Copy out each line of the data below in which the string "toilet" appears.

-- SUPPLIED RECORDS follows --

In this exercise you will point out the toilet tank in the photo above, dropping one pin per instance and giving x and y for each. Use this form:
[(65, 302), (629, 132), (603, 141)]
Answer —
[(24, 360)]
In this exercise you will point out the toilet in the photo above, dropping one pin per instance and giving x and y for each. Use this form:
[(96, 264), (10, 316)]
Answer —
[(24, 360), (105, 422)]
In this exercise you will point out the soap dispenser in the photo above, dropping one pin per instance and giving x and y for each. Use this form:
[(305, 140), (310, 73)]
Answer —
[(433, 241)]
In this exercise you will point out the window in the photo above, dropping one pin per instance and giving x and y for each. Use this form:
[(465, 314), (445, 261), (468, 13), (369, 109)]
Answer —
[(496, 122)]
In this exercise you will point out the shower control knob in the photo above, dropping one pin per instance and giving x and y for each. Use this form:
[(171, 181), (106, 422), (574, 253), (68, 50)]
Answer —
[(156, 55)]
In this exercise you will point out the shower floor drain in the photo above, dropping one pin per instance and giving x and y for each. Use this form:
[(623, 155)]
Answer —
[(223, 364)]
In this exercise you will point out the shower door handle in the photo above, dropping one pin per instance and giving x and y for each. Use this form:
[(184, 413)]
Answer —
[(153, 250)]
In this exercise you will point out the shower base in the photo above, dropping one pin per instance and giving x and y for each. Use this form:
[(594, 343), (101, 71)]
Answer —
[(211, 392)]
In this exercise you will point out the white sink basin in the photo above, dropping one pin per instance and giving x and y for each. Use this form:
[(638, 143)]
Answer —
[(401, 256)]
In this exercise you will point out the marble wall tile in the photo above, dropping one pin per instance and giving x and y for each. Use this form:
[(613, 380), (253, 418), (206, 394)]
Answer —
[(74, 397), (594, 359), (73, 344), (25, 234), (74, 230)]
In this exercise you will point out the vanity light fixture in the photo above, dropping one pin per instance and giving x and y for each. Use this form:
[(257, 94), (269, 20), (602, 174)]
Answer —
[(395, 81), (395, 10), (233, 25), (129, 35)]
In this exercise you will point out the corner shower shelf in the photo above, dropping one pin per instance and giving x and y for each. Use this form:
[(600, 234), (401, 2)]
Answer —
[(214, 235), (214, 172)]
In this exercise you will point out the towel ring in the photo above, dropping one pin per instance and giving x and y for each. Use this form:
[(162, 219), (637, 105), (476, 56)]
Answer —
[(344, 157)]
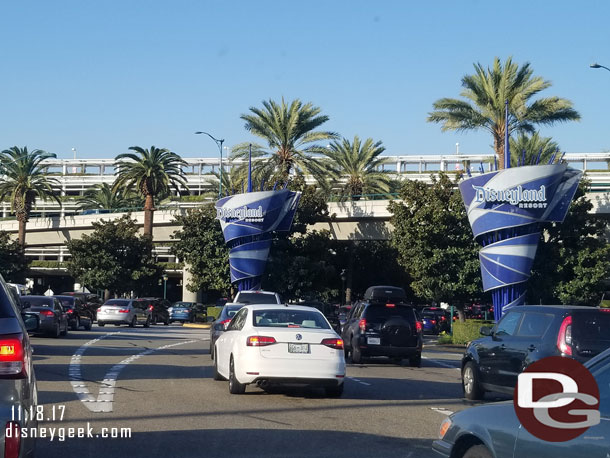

-- SUPPLIED RECORDS concluded --

**SOLVED EXERCISE**:
In this exercise you will point out the toilet tank in the photo above, dropping one pin per instance and giving x and y for each. Use this form:
In this exercise you will point out the toilet in the photo above, dropping one pin per instance and giving x and y for each. Use this form:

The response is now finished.